> _Tarea_: Reproduce íntegro y sin ningún cambio el fragmento sobre la construcción del yo en la novela.

> _Fragmento de texto_:
------------------------------------------------
La novela, en opinión de David Becerra, “exterioriza el modelo de sujeto flexible y su necesidad de realizarse como yo autónomo y plenamente individualizado”. También habla de la construcción del yo la novela Las edades de Lulú (1989), de Almudena Grandes. En ella, la protagonista, Lulú, es alguien que nunca ha tenido un espacio privado en el que construir su identidad (pues se ha visto obligada a compartir habitación con dos de sus hermanas) y utiliza el sexo como reducto de libertad; así, aprende a llevar la iniciativa, a tener capacidad de elección y a saciar sus fantasías y perversiones sexuales. Se da en la novela de Grandes lo que Becerra denomina el bautizo postmoderno: el sujeto reniega de sus raíces, considerando que la identidad empieza y acaba en sí mismo. Y el lugar donde acontece ese signo externo es en el cuerpo que funciona aquí como “proyección del individuo en la competencia del mercado erótico capitalista”. Esta idea de la identidad flexible puede verse también en otra novela de la misma época, El desorden de tu nombre (1988), de Juan José Millas. En ella, toda la trama gira en torno a la impostura y al deseo de usurpación de la personalidad del otro. Ante la imposibilidad del protagonista, Julio Orgaz, de usurpar la identidad del escritor Orlando Azcárate, no le queda otra que aniquilarlo, y lo hace a la manera postmoderna: eliminándolo profesionalmente.
------------------------------------------------
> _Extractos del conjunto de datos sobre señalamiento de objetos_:

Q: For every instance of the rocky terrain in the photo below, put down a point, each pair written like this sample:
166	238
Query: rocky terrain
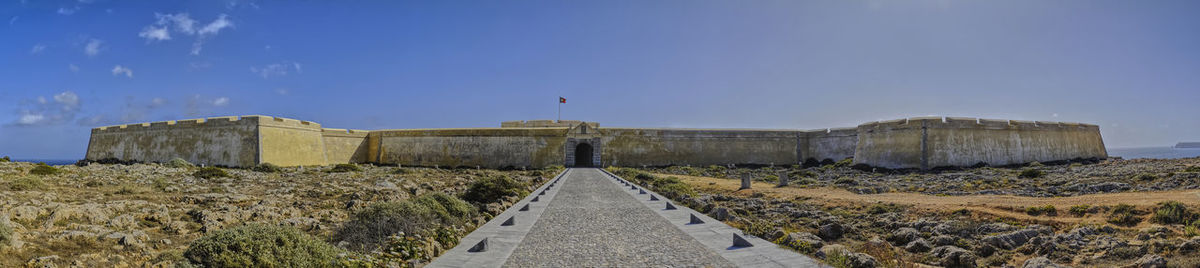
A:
147	214
851	218
1033	179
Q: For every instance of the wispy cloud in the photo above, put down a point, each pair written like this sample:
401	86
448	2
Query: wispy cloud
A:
119	70
276	70
94	47
65	11
183	23
59	108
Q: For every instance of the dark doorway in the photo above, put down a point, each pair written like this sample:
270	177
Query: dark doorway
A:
583	155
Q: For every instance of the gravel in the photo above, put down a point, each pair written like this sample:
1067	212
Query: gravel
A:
592	222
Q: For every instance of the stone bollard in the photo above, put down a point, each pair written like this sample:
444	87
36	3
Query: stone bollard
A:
745	182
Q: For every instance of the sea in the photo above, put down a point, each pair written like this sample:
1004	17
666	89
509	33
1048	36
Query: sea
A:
1125	153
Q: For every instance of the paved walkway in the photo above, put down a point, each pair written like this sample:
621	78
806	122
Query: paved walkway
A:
588	218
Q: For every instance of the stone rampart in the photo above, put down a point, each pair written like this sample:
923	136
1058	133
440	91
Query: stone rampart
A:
828	144
905	143
226	141
945	142
681	147
495	148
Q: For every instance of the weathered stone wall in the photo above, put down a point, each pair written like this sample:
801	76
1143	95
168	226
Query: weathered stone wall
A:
665	147
289	142
495	148
942	142
227	141
831	144
345	146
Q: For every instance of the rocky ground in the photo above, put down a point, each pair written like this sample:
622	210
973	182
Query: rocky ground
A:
883	220
1067	179
145	214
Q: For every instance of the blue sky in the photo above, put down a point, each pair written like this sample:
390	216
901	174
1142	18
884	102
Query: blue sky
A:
66	66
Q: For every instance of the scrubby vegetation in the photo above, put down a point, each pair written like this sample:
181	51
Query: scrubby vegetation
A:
493	189
1030	173
1123	215
1050	210
6	233
261	245
25	184
178	164
210	172
267	167
1173	212
43	170
370	228
345	167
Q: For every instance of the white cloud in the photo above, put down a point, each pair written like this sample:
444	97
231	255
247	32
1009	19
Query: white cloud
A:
276	70
183	23
45	112
94	47
119	70
155	34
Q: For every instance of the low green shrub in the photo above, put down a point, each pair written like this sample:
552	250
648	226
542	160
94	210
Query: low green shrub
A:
1030	173
45	170
345	167
210	172
1049	209
370	227
27	183
267	168
1171	212
1079	210
178	164
261	245
1123	215
5	233
672	186
493	189
1146	177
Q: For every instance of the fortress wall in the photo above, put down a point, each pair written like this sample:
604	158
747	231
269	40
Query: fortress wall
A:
493	148
664	147
291	142
828	144
227	141
345	146
941	142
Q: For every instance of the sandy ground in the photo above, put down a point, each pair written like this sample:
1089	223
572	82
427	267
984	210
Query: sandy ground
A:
996	204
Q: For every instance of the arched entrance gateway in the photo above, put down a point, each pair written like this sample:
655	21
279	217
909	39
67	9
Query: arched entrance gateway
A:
583	155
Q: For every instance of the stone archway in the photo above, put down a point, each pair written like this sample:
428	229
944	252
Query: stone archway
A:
583	155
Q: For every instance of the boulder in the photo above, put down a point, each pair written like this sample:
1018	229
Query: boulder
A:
1017	238
1039	262
1151	261
954	257
904	236
918	245
831	231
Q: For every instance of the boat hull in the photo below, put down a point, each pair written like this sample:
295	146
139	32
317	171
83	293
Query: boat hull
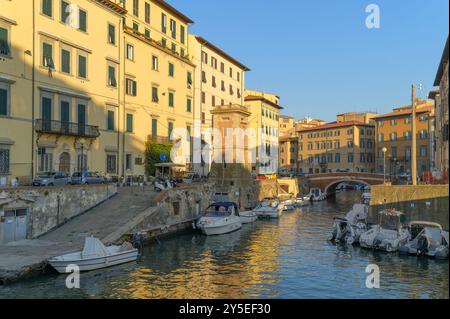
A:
221	229
89	264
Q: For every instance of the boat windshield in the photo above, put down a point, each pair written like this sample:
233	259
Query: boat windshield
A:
390	221
218	211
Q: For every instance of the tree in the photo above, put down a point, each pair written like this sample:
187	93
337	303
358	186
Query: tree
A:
153	153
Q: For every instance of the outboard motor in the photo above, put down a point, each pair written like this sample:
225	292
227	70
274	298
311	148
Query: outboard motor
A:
422	245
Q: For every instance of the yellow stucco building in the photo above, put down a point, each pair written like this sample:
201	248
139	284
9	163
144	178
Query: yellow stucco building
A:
264	120
86	83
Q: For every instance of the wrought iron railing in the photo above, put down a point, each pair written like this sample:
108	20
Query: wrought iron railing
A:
66	128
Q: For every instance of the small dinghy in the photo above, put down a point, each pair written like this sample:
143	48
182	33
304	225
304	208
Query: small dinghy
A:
248	217
389	235
350	228
428	239
94	256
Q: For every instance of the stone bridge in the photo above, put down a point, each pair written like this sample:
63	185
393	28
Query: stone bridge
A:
327	182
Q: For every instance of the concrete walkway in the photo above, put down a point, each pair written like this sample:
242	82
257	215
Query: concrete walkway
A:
19	258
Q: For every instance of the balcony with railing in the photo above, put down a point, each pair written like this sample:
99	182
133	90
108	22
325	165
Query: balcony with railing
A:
66	128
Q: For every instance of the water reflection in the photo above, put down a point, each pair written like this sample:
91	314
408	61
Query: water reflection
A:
286	258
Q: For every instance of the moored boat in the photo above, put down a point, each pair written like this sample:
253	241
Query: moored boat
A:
220	218
94	256
389	234
269	208
248	217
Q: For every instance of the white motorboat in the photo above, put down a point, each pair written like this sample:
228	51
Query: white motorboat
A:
316	195
288	205
94	256
350	228
248	217
427	239
389	235
220	218
269	208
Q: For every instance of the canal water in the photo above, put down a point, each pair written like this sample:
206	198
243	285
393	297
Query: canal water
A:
285	258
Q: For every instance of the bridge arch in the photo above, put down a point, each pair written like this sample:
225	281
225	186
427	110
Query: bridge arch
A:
331	188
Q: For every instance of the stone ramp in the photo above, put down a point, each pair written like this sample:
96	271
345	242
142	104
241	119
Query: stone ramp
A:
19	259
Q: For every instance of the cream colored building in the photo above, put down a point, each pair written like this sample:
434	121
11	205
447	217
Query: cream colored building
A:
219	81
264	120
337	146
85	83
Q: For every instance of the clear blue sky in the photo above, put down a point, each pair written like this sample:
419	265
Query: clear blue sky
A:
318	55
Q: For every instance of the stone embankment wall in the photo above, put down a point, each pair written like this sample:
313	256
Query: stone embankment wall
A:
421	202
49	207
173	210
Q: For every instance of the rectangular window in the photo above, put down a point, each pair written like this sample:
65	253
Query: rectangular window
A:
171	99
65	12
136	8
112	76
130	52
45	160
3	101
182	34
4	46
154	63
155	98
4	161
47	55
173	29
82	67
147	12
110	121
170	129
189	105
47	7
154	127
111	34
128	162
111	166
163	23
82	19
65	61
423	151
131	87
130	123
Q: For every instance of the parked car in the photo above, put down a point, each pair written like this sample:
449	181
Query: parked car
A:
83	178
190	178
51	179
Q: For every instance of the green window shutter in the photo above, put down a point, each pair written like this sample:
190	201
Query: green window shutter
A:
47	7
171	100
3	102
134	88
4	47
112	34
64	12
110	120
189	104
47	55
82	18
130	123
154	127
182	34
82	67
65	61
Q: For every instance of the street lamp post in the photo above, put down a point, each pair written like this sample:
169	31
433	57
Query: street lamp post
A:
384	165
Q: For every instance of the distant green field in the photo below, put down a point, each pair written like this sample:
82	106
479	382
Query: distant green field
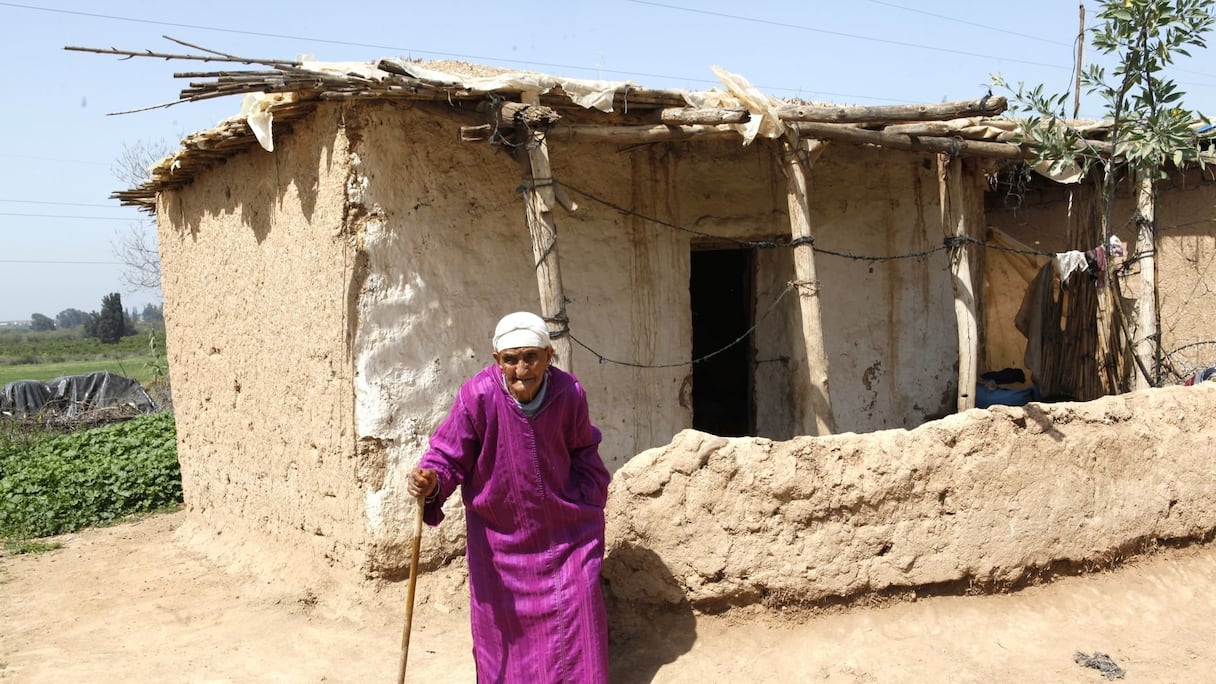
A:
133	366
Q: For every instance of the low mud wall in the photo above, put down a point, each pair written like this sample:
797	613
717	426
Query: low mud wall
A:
988	497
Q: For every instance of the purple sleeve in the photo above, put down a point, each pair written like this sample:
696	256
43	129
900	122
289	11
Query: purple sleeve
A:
587	469
454	449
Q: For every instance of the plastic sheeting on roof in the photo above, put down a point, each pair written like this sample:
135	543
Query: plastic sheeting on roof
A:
74	396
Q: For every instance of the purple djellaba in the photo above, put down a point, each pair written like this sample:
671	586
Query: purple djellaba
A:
519	443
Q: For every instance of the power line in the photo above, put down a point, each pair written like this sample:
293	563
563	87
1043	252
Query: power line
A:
63	217
956	20
51	158
60	263
496	60
60	203
842	34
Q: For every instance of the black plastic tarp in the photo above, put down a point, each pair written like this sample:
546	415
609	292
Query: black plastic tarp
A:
73	396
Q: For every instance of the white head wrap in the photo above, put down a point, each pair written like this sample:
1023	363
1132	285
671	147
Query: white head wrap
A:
521	329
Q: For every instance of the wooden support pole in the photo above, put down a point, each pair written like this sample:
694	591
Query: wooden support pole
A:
814	416
961	219
539	202
1147	325
989	106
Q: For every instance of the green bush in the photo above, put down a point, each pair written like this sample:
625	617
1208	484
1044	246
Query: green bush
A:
62	483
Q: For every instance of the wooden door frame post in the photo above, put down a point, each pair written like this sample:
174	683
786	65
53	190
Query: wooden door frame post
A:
814	416
540	197
960	212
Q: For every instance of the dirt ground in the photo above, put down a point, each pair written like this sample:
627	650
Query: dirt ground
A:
136	603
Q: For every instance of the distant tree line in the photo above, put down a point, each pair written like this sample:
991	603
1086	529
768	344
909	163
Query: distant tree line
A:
108	325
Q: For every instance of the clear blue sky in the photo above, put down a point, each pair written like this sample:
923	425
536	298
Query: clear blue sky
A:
61	146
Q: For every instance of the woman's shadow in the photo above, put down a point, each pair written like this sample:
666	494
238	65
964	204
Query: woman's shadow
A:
649	621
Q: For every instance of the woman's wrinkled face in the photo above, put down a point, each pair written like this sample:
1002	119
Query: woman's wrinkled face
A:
524	370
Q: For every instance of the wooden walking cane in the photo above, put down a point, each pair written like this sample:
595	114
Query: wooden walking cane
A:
409	593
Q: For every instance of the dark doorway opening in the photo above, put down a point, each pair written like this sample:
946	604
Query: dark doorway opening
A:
720	290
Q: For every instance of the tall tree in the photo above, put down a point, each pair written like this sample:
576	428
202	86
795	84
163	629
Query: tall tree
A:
152	313
38	321
1149	128
112	320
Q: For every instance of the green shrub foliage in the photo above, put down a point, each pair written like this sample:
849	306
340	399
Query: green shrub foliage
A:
63	483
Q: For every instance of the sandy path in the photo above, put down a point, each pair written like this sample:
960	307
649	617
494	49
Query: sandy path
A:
133	603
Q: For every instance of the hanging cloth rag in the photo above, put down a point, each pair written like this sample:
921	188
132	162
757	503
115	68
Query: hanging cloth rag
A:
1067	263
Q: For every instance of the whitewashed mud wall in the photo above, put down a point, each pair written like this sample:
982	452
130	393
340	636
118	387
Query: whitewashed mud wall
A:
257	268
985	497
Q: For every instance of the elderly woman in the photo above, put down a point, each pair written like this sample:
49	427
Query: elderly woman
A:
522	448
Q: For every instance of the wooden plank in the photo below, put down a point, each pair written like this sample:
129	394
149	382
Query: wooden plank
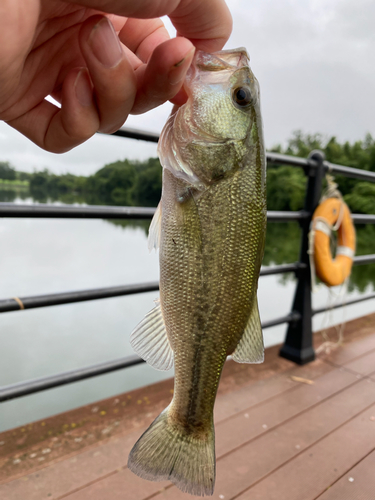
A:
315	469
357	484
255	421
249	463
260	391
365	365
65	476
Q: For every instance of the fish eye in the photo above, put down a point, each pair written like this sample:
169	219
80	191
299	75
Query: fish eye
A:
242	97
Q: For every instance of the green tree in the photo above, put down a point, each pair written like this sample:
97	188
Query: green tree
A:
7	172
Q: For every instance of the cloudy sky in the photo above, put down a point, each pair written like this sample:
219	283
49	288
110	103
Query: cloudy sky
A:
315	63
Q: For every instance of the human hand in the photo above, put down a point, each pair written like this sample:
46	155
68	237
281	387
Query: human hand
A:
70	50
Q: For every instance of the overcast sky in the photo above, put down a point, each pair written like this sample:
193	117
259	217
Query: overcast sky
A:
314	60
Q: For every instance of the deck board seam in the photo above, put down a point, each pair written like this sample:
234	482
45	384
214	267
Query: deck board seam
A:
300	453
289	419
242	444
267	400
346	472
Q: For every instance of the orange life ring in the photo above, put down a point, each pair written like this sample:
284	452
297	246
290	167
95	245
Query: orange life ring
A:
331	271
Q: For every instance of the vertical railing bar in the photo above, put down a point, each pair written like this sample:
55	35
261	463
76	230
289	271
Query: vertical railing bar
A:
298	345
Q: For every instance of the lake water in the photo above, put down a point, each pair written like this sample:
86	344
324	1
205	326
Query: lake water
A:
41	256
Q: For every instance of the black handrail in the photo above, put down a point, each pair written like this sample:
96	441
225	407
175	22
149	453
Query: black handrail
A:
28	387
54	299
298	345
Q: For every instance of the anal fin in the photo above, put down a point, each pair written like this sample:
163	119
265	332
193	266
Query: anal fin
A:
250	349
150	341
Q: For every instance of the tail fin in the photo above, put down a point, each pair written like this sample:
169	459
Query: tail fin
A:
------------------------------------------------
> _Respuesta_:
La novela, en opinión de David Becerra, “exterioriza el modelo de sujeto flexible y su necesidad de realizarse como yo autónomo y plenamente individualizado”. También habla de la construcción del yo la novela Las edades de Lulú (1989), de Almudena Grandes. En ella, la protagonista, Lulú, es alguien que nunca ha tenido un espacio privado en el que construir su identidad (pues se ha visto obligada a compartir habitación con dos de sus hermanas) y utiliza el sexo como reducto de libertad; así, aprende a llevar la iniciativa, a tener capacidad de elección y a saciar sus fantasías y perversiones sexuales. Se da en la novela de Grandes lo que Becerra denomina el bautizo postmoderno: el sujeto reniega de sus raíces, considerando que la identidad empieza y acaba en sí mismo. Y el lugar donde acontece ese signo externo es en el cuerpo que funciona aquí como “proyección del individuo en la competencia del mercado erótico capitalista”. Esta idea de la identidad flexible puede verse también en otra novela de la misma época, El desorden de tu nombre (1988), de Juan José Millas. En ella, toda la trama gira en torno a la impostura y al deseo de usurpación de la personalidad del otro. Ante la imposibilidad del protagonista, Julio Orgaz, de usurpar la identidad del escritor Orlando Azcárate, no le queda otra que aniquilarlo, y lo hace a la manera postmoderna: eliminándolo profesionalmente.